#### [ПИСЬМЕННОЕ ЗАДАНИЕ 1]
Изложите предоставленный отрывок о книге «Макроистория» в двух предложениях.

Почему России нужно найти сильных врагов, которые её не предадут
***
Коллинз Рэндалл. Макроистория: Очерки социологии большой длительности. М: URSS, 2021
Нашей стране постоянно мешают. Запад мешает ей развиваться; бывшие союзники мешают восстановить былое величие; оппозиция мешает достичь единства и патриотической мобилизации. О боже! Заключите российское государство в скорлупу ореха, и оно наконец сможет осуществить… Что? Коммунизм? Полную приватизацию? Майские указы? Статус-кво?
Конечно, внешние и внутренние конфликты разрушали великие империи. Но наивно полагать, что отсутствие противоречий означает устойчивое, целенаправленное развитие. Однажды мир достигнет достаточно разумного и динамичного народного управления. А пока что, как и всю предшествовавшую историю, государство (экономика, общество) развивается, адаптируясь к новым вызовам и новым соотношениям сил. Если великие империи и рушились, то отнюдь не в момент своего расцвета (пусть и под грузом завоёванных территорий). Вопреки предсказаниям антиутопий, даже самые жёсткие системы контроля и угнетения не достигли столь устойчивой «автаркии», чтобы увековечить свою «стабильность».
Идея, что конфликты связаны с динамикой жизни и могут нести благо, давно известна в искусстве и теории революции. Важно, что сегодня её признали даже такие прагматичные и консервативные дисциплины, как теория элит и геополитика. Исследователи пришли к парадоксальному выводу: обхитрить или победить всех, навязать окружающим свою волю — политика, обречённая на провал. Успех отдельного государства лучше связывать с балансом целой сети противоречивых взаимоотношений — как с другими странами, так и с группами во внутренней политике. Именно решение этой задачи ведёт к усложнению культуры, этики, методов управления и т. д., а не примитивное стремление подавить всех несогласных.
Социолог из США Рэндалл Коллинз в книге «Макроистория: Очерки социологии большой длительности» показывает, как постоянное противостояние государств, классов и элитных групп толкало вперёд историю экономики, государства, культуры, языка, национализма и демократии; причём не только в «прогрессивной» Европе, но и по всему миру.

#### [ДОСТУПНЫЙ ЛИСТИНГ]
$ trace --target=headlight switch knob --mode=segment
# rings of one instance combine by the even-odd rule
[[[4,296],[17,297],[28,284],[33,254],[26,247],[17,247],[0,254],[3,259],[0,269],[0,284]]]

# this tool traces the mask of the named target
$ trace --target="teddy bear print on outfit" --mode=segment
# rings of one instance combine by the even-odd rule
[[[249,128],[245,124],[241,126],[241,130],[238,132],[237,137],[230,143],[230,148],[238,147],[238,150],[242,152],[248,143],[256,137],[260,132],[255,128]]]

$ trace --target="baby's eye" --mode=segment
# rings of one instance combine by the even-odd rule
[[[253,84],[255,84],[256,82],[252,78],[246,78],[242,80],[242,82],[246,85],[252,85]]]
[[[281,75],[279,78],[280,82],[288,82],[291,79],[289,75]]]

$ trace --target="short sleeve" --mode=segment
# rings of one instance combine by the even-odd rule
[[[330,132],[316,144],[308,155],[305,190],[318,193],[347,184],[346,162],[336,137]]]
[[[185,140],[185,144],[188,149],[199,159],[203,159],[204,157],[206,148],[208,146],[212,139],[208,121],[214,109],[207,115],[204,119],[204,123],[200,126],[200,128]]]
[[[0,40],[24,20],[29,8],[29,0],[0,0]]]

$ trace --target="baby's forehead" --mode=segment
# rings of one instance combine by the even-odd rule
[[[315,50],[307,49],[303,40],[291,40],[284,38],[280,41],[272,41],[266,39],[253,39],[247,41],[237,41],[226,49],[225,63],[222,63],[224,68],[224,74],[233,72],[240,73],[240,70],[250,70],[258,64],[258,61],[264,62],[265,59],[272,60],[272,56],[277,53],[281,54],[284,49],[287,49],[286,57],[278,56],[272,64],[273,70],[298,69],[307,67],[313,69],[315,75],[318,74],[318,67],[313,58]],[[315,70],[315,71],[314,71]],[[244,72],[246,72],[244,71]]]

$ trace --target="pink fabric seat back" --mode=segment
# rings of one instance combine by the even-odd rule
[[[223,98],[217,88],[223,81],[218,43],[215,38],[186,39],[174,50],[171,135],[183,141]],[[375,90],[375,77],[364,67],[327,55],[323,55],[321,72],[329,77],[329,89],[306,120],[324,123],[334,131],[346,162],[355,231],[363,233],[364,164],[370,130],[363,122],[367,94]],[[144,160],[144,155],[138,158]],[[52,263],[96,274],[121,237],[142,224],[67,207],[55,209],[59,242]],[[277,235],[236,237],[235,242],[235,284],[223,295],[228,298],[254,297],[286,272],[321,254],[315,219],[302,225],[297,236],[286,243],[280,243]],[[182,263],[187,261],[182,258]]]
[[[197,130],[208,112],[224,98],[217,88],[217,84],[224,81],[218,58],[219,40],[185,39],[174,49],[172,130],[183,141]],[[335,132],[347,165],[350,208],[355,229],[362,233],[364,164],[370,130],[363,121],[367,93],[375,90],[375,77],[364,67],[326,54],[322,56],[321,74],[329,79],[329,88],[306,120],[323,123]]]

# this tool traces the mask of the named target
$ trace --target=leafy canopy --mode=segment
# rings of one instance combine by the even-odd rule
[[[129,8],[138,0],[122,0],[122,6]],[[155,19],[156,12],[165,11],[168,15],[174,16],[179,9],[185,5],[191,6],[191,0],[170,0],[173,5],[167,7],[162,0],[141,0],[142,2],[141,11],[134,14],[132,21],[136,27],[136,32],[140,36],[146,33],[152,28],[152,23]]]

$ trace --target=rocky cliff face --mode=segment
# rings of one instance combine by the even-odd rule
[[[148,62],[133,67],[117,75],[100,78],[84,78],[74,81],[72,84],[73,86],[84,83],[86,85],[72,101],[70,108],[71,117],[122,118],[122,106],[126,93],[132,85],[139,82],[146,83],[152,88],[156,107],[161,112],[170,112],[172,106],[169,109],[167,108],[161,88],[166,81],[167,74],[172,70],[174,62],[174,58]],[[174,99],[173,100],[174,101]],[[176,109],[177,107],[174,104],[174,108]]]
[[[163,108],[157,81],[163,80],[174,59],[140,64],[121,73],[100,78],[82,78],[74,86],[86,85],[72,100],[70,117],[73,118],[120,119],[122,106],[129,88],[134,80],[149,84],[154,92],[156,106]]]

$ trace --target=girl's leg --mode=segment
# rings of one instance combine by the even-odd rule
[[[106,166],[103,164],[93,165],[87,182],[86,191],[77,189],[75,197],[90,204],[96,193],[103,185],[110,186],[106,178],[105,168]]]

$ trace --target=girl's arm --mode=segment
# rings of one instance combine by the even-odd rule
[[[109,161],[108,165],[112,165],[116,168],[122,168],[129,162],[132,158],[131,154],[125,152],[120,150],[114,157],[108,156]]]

#### [ПИСЬМЕННОЕ ЗАДАНИЕ 2]
Верните из листинга выше каждую строку, в которой встречается строка «target», учитывая регистр букв.

#### [ПОЛНЫЙ ОТВЕТ 1]
Отрывок оспаривает мнение, будто отсутствие противоречий означает устойчивое, целенаправленное развитие, и утверждает, что государство развивается, адаптируясь к новым вызовам и новым соотношениям сил. Успех государства лучше связывать с балансом сети противоречивых взаимоотношений с другими странами и внутренними группами, а Рэндалл Коллинз показывает, как постоянное противостояние государств, классов и элитных групп толкало историю вперёд по всему миру.

#### [ПОЛНЫЙ ОТВЕТ 2]
$ trace --target=headlight switch knob --mode=segment
# this tool traces the mask of the named target
$ trace --target="teddy bear print on outfit" --mode=segment
$ trace --target="baby's eye" --mode=segment
$ trace --target="short sleeve" --mode=segment
$ trace --target="baby's forehead" --mode=segment
$ trace --target="pink fabric seat back" --mode=segment
# this tool traces the mask of the named target
$ trace --target=leafy canopy --mode=segment
$ trace --target=rocky cliff face --mode=segment
$ trace --target=girl's leg --mode=segment
$ trace --target=girl's arm --mode=segment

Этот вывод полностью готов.